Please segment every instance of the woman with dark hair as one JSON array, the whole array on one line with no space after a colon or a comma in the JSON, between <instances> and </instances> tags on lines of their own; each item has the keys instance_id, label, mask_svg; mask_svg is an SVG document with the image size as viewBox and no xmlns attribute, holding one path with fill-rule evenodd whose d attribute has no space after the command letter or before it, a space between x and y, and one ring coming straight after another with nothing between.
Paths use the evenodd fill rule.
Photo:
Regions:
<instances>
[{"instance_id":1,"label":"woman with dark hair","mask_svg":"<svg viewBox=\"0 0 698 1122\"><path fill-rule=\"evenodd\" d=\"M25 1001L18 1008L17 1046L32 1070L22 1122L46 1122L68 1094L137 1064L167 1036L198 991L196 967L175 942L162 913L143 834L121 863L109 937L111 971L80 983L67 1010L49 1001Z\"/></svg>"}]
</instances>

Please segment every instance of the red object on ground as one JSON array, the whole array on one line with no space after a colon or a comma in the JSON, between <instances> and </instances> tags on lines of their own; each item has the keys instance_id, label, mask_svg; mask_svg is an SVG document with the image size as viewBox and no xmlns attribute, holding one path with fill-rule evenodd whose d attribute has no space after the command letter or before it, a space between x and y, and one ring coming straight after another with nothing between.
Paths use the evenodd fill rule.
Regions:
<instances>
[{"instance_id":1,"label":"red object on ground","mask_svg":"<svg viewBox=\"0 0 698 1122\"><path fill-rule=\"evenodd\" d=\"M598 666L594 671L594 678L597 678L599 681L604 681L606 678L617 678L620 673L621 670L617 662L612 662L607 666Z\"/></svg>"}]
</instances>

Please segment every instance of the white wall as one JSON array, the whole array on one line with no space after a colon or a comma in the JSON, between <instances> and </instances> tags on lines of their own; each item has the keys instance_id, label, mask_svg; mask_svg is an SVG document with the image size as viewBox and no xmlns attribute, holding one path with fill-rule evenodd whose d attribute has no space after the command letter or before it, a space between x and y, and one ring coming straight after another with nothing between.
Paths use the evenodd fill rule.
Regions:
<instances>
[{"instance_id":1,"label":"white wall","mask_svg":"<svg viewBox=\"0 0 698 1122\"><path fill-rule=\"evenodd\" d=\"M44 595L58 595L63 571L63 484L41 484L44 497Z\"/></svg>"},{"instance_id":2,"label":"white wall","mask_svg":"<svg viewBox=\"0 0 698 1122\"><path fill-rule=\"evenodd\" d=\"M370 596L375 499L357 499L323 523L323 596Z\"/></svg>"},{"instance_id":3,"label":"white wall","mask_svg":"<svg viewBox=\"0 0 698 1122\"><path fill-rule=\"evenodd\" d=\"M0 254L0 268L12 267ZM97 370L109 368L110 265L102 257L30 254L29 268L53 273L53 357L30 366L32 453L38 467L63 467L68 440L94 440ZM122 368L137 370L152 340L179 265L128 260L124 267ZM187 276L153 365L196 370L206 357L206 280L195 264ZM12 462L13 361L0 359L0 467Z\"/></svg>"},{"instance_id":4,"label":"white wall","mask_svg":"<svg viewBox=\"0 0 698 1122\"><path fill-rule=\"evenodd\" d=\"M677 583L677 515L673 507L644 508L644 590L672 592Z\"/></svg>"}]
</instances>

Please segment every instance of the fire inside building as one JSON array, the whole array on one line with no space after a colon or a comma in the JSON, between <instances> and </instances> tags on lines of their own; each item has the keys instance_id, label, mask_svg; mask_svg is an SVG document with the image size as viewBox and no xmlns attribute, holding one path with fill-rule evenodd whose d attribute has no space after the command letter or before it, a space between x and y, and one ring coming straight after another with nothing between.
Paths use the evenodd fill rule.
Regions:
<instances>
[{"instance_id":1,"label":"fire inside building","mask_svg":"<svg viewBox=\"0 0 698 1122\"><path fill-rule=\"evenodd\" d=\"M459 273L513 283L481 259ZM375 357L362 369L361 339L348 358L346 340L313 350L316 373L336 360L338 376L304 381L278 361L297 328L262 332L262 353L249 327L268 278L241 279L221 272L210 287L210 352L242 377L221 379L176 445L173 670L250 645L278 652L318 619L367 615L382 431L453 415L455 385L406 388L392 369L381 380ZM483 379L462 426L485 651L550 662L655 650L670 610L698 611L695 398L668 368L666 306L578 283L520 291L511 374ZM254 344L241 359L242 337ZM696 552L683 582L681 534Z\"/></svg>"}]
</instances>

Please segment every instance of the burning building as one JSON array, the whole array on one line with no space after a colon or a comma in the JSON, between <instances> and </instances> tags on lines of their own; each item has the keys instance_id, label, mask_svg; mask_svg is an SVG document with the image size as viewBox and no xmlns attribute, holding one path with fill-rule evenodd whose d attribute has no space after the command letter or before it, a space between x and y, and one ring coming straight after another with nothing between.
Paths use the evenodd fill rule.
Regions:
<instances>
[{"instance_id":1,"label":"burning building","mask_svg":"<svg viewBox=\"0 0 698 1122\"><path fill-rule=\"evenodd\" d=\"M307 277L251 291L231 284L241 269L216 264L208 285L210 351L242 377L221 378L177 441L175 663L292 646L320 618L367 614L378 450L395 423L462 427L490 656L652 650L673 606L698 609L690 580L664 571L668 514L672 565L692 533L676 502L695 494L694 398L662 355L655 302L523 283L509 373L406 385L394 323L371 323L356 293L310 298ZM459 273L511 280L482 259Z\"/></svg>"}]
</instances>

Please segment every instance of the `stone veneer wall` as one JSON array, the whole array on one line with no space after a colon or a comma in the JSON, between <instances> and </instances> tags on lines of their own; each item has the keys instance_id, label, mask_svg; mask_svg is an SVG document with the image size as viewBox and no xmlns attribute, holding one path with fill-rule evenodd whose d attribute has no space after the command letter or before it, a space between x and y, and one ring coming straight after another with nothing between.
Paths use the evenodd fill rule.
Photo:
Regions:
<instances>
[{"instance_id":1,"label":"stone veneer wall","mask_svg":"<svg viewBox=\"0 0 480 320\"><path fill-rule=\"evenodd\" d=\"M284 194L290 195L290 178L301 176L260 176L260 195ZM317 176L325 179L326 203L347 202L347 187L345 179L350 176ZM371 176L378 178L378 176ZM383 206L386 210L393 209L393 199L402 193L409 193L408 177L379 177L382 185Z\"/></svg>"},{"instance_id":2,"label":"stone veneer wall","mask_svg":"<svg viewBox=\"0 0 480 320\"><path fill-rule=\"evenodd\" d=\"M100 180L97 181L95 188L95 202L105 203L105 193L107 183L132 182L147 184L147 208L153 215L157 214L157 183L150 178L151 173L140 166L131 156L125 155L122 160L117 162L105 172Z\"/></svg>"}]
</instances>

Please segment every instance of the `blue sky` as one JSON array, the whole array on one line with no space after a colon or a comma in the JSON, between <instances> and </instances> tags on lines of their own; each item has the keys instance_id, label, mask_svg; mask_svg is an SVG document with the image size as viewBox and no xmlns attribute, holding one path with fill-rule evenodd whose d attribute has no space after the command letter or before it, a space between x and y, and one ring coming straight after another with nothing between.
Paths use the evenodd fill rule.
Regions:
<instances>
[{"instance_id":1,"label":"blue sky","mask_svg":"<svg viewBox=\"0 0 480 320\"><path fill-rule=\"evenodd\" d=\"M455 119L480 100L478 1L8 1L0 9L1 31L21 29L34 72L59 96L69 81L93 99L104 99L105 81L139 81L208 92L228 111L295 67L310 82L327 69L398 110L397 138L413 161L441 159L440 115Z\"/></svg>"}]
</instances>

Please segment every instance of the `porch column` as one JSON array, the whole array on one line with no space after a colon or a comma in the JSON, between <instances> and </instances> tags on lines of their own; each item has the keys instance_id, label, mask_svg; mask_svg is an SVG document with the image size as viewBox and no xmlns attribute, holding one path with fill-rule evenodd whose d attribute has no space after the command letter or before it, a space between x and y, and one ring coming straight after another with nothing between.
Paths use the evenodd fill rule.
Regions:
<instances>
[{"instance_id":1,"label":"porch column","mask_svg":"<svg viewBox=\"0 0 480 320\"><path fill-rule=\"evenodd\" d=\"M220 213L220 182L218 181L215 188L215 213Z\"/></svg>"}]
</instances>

===

* **The request**:
Put the lines of the records into a Markdown table with the columns "No." and "Text", one row per line, starting from the first line and continuing up to and including the line with "1001L18 1008L17 1046L32". Give each row its number, and leave blank lines out.

* **Reply to the task**:
| No. | Text |
|---|---|
| 1 | Please segment every instance of the woman with dark hair as one JSON array, the whole array on one line with no space after a colon or a comma in the JSON, between <instances> and </instances> tags on lines of their own; each item has the keys instance_id, label, mask_svg; mask_svg is an SVG document with the image size as viewBox and no xmlns attribute, holding one path with fill-rule evenodd whose d attribute has no space after the command letter or before it, a space between x and y, and one ring coming straight after another with nothing between. |
| 2 | Paths use the evenodd fill rule. |
| 3 | Photo: |
| 4 | Regions: |
| 5 | <instances> |
| 6 | [{"instance_id":1,"label":"woman with dark hair","mask_svg":"<svg viewBox=\"0 0 698 1122\"><path fill-rule=\"evenodd\" d=\"M25 1001L18 1008L17 1046L32 1070L22 1122L46 1122L68 1094L137 1064L167 1036L198 991L196 967L175 942L162 913L143 834L121 863L109 937L111 971L80 983L67 1010L49 1001Z\"/></svg>"}] |